◆ **Supplied entries**:
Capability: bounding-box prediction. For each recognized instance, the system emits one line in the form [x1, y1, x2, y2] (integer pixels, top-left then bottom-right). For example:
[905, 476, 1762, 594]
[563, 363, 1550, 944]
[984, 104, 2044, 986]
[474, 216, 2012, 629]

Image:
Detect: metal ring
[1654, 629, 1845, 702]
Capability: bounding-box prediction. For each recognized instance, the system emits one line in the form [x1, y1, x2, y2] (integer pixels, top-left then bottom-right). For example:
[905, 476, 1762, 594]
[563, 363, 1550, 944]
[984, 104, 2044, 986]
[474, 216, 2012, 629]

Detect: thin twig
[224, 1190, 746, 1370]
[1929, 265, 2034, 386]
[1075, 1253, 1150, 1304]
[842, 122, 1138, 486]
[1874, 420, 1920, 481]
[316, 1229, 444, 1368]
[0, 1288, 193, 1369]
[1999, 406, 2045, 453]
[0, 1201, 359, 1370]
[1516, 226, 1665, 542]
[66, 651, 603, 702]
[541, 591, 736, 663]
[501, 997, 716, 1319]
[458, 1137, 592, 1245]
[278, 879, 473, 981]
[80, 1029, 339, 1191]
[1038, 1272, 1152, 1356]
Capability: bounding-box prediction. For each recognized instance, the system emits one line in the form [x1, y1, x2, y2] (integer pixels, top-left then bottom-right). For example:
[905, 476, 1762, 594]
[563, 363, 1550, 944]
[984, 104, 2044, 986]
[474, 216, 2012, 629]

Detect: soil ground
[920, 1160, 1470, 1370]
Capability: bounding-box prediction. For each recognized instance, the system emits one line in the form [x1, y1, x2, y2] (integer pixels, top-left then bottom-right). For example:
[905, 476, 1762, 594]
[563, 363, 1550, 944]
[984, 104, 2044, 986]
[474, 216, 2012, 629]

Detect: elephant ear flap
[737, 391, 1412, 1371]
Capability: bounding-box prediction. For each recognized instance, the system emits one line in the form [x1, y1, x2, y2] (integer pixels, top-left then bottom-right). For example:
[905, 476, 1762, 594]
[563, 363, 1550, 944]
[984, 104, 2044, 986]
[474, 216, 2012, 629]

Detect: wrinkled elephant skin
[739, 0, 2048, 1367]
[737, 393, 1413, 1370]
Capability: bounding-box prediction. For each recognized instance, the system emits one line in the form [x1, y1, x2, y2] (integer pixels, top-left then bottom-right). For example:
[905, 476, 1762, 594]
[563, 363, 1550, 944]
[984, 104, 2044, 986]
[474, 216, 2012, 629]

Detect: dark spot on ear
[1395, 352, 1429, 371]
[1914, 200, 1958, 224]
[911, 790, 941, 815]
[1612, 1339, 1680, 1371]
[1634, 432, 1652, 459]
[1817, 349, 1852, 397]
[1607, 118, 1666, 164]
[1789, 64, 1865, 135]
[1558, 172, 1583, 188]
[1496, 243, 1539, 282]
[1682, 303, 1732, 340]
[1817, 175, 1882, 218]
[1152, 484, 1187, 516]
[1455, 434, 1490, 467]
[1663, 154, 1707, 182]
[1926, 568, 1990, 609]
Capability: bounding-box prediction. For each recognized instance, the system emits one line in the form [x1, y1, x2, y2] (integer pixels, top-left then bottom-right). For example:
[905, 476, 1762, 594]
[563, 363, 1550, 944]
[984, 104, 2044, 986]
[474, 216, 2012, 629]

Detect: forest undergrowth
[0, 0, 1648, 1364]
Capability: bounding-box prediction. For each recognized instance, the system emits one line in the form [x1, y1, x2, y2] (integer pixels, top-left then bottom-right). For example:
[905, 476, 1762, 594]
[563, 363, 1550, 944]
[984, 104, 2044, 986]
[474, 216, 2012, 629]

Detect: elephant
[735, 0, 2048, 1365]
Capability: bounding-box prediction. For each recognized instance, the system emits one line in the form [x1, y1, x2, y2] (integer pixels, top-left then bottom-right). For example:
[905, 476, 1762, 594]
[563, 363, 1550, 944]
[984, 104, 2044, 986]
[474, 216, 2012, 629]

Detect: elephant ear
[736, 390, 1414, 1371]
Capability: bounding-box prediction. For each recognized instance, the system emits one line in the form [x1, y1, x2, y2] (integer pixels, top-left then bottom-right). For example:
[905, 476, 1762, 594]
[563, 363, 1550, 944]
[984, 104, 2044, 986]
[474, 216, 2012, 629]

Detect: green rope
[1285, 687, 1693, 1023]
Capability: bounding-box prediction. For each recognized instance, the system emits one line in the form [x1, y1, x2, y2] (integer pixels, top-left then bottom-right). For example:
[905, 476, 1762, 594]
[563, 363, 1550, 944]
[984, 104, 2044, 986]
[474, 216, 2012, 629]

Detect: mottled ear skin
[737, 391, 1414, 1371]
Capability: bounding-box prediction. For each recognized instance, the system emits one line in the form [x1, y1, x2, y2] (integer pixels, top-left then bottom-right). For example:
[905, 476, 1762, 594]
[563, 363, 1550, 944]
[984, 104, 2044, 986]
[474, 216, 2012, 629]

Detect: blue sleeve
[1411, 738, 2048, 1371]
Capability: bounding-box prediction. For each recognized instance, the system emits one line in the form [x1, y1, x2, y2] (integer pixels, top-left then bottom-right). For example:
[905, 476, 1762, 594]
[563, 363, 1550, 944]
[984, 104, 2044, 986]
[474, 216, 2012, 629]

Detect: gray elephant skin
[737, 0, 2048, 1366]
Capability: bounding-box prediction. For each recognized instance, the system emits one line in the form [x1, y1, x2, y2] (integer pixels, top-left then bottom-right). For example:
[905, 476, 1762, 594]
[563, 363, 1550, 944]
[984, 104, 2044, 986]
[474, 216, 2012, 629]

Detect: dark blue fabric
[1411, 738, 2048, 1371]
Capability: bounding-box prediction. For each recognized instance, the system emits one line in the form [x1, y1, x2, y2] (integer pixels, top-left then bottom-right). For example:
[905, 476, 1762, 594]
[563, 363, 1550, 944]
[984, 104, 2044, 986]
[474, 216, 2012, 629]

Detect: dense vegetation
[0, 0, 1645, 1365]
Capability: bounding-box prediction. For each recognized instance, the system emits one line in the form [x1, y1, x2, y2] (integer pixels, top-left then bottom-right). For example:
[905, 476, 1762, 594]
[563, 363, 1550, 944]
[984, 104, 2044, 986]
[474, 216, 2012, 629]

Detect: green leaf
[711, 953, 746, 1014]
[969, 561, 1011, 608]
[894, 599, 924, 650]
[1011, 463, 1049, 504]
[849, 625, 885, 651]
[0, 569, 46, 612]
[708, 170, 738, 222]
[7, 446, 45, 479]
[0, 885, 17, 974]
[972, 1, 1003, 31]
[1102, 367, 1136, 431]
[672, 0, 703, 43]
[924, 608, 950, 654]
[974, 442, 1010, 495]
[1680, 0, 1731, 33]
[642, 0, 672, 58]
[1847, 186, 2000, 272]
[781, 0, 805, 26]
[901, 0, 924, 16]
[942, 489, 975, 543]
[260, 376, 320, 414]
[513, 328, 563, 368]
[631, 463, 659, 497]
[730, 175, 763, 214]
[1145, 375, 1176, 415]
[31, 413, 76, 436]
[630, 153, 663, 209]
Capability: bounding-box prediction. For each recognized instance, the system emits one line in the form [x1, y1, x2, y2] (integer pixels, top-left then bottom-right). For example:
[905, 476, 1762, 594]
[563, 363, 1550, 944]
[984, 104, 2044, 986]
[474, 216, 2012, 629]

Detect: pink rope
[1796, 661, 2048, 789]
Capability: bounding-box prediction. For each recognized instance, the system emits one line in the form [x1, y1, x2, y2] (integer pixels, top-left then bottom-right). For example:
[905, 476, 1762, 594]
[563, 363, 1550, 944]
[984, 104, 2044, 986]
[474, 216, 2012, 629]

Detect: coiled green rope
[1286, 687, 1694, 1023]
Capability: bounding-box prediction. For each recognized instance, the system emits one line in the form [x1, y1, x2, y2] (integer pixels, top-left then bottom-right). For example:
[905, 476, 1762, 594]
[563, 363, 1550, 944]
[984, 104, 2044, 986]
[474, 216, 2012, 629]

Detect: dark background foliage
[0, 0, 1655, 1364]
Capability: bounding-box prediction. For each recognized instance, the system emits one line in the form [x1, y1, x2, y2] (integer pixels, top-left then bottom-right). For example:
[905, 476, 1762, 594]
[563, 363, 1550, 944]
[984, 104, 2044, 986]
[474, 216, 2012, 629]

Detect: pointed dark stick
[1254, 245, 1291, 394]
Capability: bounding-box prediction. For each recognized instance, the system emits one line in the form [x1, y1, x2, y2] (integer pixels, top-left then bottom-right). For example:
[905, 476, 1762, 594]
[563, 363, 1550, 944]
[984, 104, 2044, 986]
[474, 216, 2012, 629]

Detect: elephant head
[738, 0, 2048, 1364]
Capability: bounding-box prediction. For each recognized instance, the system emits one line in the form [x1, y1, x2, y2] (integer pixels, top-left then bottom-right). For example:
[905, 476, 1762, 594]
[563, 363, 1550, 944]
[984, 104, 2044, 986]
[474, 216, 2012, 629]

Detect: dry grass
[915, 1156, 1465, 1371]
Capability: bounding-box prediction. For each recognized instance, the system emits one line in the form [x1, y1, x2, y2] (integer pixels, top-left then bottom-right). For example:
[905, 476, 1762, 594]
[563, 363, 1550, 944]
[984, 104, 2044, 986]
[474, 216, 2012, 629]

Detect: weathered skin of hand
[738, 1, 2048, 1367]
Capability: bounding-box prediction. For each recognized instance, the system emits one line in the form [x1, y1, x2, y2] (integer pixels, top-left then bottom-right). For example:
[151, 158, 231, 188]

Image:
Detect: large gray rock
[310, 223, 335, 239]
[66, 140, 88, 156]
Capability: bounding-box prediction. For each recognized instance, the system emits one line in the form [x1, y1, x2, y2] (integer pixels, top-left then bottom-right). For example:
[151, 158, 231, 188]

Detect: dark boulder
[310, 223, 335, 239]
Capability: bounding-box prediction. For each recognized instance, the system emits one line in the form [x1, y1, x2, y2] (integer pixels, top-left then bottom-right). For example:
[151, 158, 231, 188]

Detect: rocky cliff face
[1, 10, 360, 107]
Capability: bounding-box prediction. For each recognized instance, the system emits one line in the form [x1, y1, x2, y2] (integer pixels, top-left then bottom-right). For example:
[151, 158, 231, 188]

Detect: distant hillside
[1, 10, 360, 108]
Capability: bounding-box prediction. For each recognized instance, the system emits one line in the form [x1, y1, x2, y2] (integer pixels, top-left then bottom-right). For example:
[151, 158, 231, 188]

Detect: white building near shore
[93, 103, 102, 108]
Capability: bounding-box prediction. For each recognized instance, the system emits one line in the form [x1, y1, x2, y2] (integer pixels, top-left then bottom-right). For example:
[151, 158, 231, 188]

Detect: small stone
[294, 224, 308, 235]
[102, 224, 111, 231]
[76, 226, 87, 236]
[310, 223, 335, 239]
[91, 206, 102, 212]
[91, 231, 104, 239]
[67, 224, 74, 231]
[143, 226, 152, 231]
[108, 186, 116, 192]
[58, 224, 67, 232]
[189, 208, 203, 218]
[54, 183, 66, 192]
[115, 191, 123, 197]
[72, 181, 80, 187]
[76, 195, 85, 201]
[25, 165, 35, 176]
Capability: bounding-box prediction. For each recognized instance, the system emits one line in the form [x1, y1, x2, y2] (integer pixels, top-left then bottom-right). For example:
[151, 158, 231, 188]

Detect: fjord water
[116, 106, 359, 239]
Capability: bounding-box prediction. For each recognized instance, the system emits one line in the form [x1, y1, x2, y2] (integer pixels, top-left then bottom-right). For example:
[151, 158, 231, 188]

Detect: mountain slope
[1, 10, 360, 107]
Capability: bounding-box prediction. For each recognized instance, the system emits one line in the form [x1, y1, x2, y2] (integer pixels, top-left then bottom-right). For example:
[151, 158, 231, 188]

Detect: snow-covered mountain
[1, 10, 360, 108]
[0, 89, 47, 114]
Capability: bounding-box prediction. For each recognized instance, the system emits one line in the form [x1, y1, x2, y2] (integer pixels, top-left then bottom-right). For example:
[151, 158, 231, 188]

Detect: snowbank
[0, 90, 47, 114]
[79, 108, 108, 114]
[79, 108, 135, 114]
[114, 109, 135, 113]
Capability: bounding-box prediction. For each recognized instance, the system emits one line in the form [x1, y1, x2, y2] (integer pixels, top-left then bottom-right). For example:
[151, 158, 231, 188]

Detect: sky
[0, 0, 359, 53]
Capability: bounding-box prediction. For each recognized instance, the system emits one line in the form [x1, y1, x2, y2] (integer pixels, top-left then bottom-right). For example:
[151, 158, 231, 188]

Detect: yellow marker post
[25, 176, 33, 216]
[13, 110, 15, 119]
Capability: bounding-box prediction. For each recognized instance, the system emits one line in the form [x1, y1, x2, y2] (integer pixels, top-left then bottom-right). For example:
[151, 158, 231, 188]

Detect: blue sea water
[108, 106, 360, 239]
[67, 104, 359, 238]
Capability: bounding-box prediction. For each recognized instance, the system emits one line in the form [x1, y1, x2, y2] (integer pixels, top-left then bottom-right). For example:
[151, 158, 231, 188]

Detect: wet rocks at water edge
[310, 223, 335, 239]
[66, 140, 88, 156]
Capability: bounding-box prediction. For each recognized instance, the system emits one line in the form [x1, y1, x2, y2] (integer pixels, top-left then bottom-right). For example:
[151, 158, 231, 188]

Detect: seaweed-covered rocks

◆ **What to work on**:
Extract exactly the lines between the line containing "Detect: wet rocks at water edge" and the end of the data, including both.

◆ **The completed task**:
Detect: wet rocks at water edge
[310, 223, 335, 239]
[66, 140, 88, 156]
Capability: bounding-box prediction. For each recognized instance, the system emits one line in the form [x1, y1, x2, y2] (integer pixels, top-left then bottom-right). For example:
[151, 158, 231, 188]

Detect: seaweed-covered rocks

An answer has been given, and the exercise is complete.